» **The problem**
Rewrite the stretch from the line containing "Where can the hillside" through the line containing "column 80, row 148", changing "position" to "location" wherever it occurs and leaving everything else unchanged.

[Start Supplied records]

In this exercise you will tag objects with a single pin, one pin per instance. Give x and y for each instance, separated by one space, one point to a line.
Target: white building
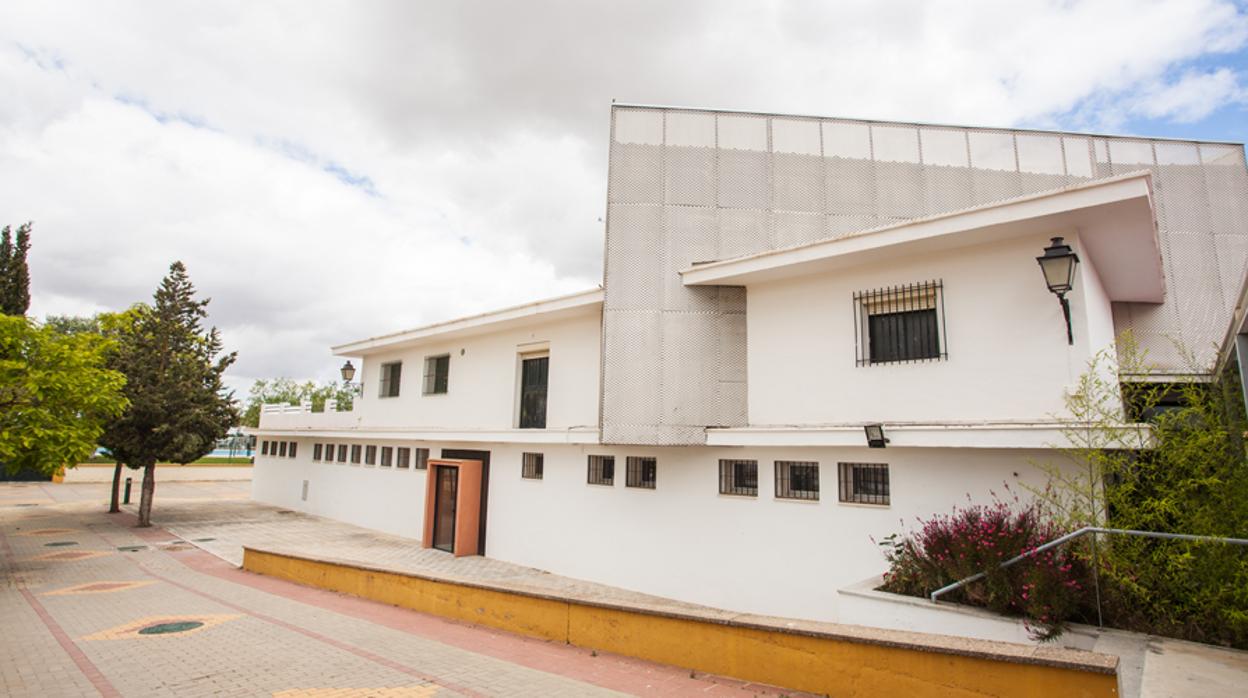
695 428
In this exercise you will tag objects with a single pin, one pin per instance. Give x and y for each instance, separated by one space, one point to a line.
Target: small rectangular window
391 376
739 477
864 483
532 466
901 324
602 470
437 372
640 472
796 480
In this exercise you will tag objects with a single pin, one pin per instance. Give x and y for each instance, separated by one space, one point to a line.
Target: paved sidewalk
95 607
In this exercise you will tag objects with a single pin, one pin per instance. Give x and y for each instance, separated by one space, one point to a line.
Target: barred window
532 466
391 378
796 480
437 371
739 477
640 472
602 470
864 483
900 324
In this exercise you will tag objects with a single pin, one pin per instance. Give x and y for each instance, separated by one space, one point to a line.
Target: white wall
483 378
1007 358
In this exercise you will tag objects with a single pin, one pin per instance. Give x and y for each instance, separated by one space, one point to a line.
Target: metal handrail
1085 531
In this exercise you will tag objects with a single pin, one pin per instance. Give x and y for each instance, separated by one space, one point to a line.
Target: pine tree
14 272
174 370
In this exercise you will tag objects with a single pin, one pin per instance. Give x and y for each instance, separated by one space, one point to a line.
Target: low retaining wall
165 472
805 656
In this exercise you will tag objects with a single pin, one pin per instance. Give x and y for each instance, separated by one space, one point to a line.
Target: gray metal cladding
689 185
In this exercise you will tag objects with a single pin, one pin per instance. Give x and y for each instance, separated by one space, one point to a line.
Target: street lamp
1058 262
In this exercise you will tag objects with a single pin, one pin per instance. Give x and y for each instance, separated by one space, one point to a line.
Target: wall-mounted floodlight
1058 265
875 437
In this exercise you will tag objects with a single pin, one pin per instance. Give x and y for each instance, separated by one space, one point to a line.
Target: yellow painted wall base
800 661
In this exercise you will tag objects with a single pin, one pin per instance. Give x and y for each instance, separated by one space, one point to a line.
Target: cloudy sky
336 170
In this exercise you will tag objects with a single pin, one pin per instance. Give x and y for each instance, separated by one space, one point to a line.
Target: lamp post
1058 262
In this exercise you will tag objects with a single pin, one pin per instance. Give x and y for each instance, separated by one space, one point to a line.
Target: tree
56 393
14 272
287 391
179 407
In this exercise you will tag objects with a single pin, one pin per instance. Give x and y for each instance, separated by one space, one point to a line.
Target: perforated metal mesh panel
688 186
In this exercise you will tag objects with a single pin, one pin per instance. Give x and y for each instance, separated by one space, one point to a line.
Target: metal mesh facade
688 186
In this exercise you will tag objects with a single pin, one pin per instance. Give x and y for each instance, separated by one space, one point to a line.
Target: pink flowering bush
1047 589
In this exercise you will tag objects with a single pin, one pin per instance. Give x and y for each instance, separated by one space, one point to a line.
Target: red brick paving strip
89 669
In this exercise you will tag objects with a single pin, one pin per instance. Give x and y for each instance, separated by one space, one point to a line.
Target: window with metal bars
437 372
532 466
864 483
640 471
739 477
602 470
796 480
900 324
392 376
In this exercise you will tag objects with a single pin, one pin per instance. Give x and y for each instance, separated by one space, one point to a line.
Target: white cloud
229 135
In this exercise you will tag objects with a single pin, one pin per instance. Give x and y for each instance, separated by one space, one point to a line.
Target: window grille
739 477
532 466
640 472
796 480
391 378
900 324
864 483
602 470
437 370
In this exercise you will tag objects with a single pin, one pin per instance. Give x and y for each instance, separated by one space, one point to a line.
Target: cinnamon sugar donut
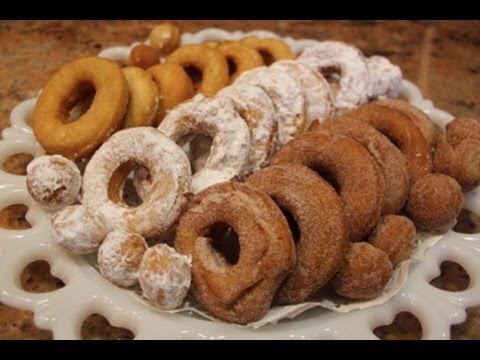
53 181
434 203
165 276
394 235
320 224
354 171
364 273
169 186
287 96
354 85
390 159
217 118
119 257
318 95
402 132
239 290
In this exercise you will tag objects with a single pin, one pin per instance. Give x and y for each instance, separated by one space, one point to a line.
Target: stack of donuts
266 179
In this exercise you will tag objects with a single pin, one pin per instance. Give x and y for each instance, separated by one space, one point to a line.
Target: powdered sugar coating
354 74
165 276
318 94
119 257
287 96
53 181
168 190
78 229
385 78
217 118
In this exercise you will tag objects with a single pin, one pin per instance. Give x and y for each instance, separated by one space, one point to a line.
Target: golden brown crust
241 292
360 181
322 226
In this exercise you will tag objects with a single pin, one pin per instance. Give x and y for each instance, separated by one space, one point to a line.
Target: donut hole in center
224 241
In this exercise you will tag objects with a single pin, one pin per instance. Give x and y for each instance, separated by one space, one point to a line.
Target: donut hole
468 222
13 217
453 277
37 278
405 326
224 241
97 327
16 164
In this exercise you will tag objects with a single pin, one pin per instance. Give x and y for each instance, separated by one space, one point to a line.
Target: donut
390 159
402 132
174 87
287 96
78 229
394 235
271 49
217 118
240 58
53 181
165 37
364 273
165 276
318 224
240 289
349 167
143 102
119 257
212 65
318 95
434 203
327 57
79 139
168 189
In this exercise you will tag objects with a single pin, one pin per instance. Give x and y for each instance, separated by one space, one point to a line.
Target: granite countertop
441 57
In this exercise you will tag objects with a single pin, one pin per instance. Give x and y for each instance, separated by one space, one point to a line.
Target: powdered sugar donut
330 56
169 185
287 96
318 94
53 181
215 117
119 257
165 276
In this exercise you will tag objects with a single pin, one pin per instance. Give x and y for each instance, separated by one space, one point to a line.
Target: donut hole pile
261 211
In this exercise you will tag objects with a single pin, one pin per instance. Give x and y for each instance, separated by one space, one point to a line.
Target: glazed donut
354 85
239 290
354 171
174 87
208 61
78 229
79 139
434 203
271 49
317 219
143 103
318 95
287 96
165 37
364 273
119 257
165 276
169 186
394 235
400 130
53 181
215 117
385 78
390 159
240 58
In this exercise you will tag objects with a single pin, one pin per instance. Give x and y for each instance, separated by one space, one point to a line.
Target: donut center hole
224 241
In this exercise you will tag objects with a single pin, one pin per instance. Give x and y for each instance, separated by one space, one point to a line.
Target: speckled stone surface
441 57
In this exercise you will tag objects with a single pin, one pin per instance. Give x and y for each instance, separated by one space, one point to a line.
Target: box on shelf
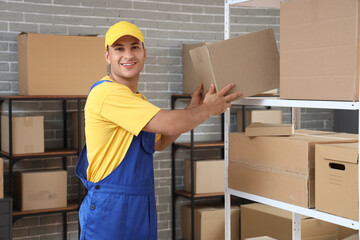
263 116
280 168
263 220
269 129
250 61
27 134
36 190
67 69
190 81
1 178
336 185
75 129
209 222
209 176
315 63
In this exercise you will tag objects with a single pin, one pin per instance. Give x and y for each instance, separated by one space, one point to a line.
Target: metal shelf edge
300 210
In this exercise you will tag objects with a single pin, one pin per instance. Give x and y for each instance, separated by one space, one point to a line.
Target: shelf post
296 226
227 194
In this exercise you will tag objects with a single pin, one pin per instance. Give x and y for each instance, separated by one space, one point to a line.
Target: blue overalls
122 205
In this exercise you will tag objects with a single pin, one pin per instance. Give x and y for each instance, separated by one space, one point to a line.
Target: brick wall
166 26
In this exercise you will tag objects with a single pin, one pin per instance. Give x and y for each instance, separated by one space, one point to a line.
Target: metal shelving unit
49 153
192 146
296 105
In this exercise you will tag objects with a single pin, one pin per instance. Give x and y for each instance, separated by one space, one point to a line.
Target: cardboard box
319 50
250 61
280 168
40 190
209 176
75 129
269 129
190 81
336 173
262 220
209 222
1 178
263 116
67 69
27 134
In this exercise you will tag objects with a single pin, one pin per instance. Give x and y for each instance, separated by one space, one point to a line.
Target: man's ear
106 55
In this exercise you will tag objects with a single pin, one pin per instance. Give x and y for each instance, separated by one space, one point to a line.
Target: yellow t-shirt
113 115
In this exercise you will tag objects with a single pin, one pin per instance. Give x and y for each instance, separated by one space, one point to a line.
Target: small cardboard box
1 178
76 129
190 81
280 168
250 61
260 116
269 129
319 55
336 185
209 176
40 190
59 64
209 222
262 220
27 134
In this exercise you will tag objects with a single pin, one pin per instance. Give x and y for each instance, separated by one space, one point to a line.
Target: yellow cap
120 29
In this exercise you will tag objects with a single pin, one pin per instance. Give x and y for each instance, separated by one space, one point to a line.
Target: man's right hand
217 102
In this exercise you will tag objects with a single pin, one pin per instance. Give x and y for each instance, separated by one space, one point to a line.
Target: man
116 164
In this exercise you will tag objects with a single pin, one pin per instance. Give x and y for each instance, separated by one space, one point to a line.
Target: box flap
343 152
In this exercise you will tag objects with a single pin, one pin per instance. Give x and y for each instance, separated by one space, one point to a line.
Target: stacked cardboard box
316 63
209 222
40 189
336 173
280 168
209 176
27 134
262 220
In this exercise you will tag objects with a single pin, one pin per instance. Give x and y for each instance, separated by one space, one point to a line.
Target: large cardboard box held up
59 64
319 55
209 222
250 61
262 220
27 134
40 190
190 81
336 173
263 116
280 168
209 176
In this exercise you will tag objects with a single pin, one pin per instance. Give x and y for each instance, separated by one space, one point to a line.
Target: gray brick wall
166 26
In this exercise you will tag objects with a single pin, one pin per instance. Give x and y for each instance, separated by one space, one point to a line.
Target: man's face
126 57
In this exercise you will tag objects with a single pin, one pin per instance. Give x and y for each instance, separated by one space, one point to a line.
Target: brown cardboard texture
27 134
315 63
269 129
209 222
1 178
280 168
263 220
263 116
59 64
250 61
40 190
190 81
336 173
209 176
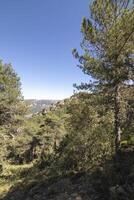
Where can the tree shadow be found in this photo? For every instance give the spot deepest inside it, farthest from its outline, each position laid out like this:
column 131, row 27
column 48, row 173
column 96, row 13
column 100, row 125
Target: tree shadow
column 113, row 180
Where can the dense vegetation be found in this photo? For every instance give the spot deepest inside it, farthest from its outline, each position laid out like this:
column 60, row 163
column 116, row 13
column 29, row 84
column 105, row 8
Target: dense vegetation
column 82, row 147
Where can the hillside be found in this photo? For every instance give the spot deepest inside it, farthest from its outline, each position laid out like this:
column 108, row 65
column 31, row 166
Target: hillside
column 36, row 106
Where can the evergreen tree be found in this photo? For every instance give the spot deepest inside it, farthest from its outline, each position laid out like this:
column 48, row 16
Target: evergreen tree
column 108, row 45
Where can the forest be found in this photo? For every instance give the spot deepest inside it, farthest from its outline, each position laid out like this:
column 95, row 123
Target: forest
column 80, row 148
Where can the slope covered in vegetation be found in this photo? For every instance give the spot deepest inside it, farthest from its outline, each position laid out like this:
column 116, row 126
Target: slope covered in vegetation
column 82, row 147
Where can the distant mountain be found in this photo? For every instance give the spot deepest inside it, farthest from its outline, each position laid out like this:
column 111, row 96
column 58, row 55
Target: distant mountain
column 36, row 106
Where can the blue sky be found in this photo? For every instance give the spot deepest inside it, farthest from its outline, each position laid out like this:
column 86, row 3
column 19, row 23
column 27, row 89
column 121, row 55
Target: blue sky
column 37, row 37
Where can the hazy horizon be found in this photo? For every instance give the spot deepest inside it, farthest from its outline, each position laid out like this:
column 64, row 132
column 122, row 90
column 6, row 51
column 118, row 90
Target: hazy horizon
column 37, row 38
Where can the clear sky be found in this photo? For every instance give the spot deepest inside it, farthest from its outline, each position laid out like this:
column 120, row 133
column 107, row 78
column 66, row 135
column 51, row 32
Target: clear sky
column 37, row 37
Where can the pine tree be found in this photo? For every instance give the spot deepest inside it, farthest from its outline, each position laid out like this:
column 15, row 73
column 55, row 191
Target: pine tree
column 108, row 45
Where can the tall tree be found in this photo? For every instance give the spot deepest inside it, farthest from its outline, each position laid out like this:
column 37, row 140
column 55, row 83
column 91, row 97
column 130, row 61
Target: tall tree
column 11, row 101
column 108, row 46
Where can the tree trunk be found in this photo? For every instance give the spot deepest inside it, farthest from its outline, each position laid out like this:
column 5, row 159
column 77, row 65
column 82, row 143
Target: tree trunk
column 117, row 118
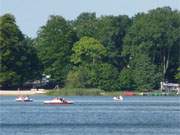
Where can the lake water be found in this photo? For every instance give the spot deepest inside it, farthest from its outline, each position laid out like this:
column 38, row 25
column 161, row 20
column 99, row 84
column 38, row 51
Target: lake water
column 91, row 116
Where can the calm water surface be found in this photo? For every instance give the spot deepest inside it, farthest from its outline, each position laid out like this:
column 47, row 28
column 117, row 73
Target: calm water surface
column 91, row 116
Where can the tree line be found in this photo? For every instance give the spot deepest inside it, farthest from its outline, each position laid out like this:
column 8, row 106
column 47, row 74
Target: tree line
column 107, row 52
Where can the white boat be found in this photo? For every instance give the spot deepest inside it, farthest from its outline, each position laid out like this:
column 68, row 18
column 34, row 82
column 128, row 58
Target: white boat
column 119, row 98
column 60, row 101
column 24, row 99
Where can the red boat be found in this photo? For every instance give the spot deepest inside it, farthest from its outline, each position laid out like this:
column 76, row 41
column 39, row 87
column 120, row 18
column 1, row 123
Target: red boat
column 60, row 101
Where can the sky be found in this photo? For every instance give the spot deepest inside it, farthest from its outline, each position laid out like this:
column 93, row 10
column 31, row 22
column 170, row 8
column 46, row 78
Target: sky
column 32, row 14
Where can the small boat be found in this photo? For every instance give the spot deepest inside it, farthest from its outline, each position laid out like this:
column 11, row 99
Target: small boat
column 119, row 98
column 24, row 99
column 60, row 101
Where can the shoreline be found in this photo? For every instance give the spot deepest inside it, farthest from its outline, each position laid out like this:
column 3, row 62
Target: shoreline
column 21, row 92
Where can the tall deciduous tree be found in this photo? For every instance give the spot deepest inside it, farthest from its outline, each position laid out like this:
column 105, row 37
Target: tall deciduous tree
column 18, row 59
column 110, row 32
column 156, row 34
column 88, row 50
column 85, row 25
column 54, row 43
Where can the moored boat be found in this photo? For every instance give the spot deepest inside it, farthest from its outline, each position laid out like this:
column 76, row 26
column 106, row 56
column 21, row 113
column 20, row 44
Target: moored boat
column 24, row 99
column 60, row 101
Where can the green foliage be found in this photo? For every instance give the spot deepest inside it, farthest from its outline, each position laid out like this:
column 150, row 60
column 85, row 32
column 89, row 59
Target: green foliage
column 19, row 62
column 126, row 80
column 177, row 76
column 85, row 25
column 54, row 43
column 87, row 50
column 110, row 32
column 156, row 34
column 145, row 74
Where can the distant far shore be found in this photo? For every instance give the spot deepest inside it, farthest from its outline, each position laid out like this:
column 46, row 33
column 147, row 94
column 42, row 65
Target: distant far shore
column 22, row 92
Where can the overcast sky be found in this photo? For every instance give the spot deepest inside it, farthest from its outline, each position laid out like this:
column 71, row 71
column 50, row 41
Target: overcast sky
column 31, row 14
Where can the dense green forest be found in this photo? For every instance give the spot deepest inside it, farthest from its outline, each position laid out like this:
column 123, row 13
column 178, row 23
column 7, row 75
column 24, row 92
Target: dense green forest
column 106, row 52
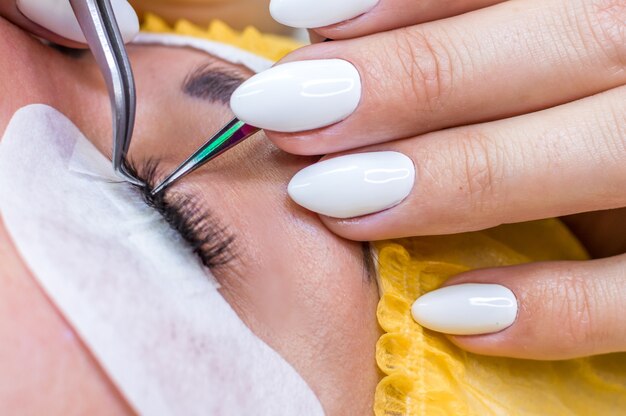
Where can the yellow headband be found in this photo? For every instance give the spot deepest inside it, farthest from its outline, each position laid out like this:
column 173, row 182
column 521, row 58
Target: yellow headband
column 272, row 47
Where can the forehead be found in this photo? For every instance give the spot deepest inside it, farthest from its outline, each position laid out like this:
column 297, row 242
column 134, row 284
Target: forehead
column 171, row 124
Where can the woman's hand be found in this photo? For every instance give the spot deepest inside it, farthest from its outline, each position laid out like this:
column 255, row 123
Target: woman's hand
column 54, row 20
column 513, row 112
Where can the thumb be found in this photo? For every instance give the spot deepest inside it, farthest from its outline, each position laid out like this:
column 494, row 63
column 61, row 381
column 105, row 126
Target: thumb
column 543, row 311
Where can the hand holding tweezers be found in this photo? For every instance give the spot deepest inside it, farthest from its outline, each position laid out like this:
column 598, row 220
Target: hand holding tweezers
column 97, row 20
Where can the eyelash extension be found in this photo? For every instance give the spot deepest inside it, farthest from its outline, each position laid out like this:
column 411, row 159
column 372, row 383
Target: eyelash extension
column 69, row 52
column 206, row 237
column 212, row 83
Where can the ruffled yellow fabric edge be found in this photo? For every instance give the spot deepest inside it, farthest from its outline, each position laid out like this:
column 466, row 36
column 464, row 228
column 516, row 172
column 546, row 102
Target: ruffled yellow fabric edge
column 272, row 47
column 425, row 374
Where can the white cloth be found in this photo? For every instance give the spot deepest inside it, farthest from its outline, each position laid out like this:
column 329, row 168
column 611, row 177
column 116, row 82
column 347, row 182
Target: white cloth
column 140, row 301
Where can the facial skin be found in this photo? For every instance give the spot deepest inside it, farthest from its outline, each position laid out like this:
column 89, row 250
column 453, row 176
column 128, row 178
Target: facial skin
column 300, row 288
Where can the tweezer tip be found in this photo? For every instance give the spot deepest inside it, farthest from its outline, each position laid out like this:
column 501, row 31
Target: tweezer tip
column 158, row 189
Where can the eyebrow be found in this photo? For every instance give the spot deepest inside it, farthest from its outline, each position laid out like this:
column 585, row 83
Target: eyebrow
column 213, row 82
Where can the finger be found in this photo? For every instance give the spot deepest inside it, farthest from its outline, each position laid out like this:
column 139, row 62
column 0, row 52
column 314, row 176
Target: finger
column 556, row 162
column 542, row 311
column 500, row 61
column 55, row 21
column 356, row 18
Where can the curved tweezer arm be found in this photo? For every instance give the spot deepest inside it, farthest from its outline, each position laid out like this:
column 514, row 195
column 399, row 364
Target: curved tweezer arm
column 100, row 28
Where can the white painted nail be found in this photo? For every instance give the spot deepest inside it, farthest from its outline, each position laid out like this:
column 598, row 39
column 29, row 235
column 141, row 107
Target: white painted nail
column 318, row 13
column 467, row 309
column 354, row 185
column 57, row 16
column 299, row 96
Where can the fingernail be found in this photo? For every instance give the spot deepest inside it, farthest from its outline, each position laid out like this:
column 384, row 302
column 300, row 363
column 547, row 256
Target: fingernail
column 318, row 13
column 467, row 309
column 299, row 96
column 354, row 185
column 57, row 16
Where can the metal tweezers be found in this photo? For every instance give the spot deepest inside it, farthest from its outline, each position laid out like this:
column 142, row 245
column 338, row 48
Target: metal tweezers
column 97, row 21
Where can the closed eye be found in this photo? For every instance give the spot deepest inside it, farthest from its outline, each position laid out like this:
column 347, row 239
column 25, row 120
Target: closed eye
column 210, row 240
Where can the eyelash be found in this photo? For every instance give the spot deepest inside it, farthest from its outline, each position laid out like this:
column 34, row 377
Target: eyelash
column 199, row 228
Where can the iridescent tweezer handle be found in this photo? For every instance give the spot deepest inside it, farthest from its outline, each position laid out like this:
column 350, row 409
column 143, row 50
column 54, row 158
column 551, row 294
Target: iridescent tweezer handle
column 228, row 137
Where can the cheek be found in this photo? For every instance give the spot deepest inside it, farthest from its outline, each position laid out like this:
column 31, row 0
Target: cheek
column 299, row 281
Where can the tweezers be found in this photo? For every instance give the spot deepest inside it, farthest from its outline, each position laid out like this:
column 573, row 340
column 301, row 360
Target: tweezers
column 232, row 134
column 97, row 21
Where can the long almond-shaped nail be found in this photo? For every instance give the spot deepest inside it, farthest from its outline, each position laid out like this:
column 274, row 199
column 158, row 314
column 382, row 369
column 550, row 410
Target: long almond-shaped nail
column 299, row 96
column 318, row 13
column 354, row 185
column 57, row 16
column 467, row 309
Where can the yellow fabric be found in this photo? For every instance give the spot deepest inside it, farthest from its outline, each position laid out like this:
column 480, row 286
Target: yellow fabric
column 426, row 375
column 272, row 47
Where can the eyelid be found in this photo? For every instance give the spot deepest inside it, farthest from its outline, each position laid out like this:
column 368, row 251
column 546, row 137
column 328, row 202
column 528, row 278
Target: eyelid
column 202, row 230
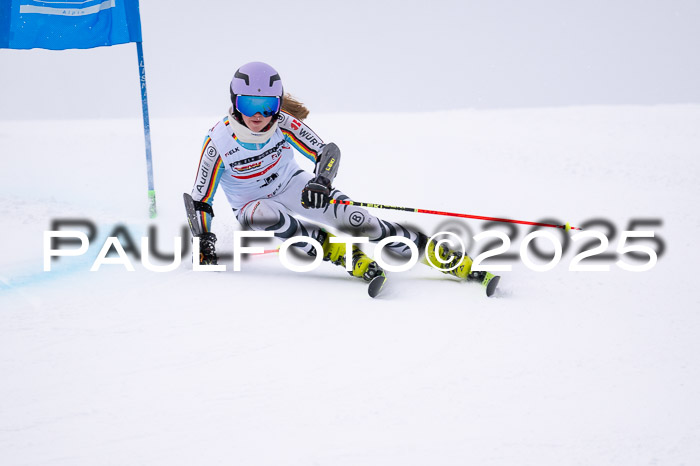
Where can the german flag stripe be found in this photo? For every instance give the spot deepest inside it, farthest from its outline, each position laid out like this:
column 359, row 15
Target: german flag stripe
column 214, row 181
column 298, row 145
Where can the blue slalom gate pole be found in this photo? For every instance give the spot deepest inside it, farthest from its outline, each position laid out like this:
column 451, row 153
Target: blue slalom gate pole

[End Supplied records]

» **Answer for the task**
Where can the hillside be found in this photo? For every instance give the spot deepest inside it, farthest from its outline, each location laid out like this:
column 108, row 65
column 31, row 166
Target: hillside
column 36, row 106
Where can the evergreen tree be found in this photo? For every instance give the spot deepest inside it, farthest from its outline, each location laid out like this:
column 48, row 16
Target: evergreen tree
column 108, row 45
Where can the forest be found in this photo? For every instance give the spot deepest inside it, farthest from its outline, each location laid out like this:
column 95, row 123
Target: forest
column 80, row 148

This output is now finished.